• **Set task 1**
Return the passage of the Diffie–Hellman text starting at "Diffie–Hellman key exchange (D–H)" and ending at "symmetric key cipher.", copied word for word.
• **Set task 2**
In the Diffie–Hellman text, what type of cipher is used to encrypt subsequent communications with the shared key?

----- Text -----

Diffie–Hellman key exchange (D–H) ^{[nb 1]} is a specific method of securely exchanging cryptographic keys over a public channel and was one of the first public-key protocols as originally conceptualized by Ralph Merkle.^[1][2] D–H is one of the earliest practical examples of public key exchange implemented within the field of cryptography. Traditionally, secure encrypted communication between two parties required that they first exchange keys by some secure physical channel, such as paper key lists transported by a trusted courier. The Diffie–Hellman key exchange method allows two parties that have no prior knowledge of each other to jointly establish a shared secret key over an insecure channel. This key can then be used to encrypt subsequent communications using a symmetric key cipher.

----- Information shown -----

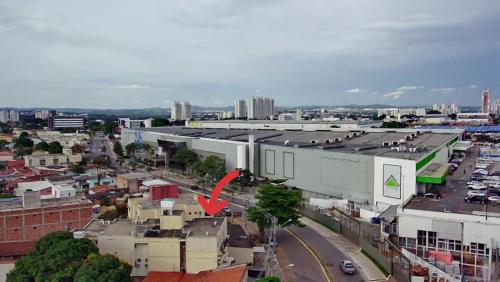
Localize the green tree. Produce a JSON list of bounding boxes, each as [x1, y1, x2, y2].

-----

• **Task solution 1**
Diffie–Hellman key exchange (D–H) ^{[nb 1]} is a specific method of securely exchanging cryptographic keys over a public channel and was one of the first public-key protocols as originally conceptualized by Ralph Merkle.^[1][2] D–H is one of the earliest practical examples of public key exchange implemented within the field of cryptography. Traditionally, secure encrypted communication between two parties required that they first exchange keys by some secure physical channel, such as paper key lists transported by a trusted courier. The Diffie–Hellman key exchange method allows two parties that have no prior knowledge of each other to jointly establish a shared secret key over an insecure channel. This key can then be used to encrypt subsequent communications using a symmetric key cipher.

• **Task solution 2**
A symmetric key cipher.